■ Provided text
Segment Open

WASHINGTON (Reuters) -U.S. Attorney General Pam Bondi on Saturday dropped a case against a Utah doctor accused of falsifying COVID-19 vaccination certificates and destroying more than $28,000 worth of government-provided COVID-19 vaccines.
Bondi, in a statement posted on X, said Michael Kirk Moore Jr., of Salt Lake County, Utah did not deserve the jail time he was facing. Moore was indicted by a federal grand jury in 2023 and his trial had begun earlier this month.
“Dr. Moore gave his patients a choice when the federal government refused to do so. He did not deserve the years in prison he was facing. It ends today,” Bondi said.
COVID-19 vaccine skeptics have been embraced by the Trump administration. The Pentagon, for example, has sought to re-enlist servicemembers who were ousted for refusing to be vaccinated during the pandemic.
Health Secretary Robert F. Kennedy Jr., who for decades has sown doubt about the safety of vaccines contrary to evidence and research by scientists, wrote on X in April: “Dr. Moore deserves a medal for his courage and his commitment to healing!”

Segment Closed

■ Dataset content
Segment Open

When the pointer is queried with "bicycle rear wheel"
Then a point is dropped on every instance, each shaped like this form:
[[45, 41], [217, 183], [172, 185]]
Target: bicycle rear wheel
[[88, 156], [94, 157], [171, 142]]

Segment Closed

■ List of tasks
A: In the news report on the dropped case against the Utah doctor, in what year was Moore indicted by a federal grand jury?
B: Pick up the news report on the dropped case against the Utah doctor after its last paragraph and write what comes next.

■ Responses for each task
A: 2023

B:
According to a 2023 statement from the U.S. Attorney’s Office in Utah, Moore allegedly ran the false certifications out of a plastic surgery center. His activities allegedly included administering saline shots to minors, at the request of their parents, so the children would think they were receiving COVID-19 vaccines, the statement said.
Marjorie Taylor Greene, a U.S. lawmaker from Georgia and staunch Trump supporter, had championed dropping the case against Moore, who she called a hero in a statement on Saturday.
“We can never again allow our government to turn tyrannical under our watch,” she said in a post on X.
The latest move by Bondi comes amid scrutiny of her firings of senior Justice Department officials who worked on investigations into Trump, stoking accusations of political retribution in a department whose mission is to enforce U.S. laws.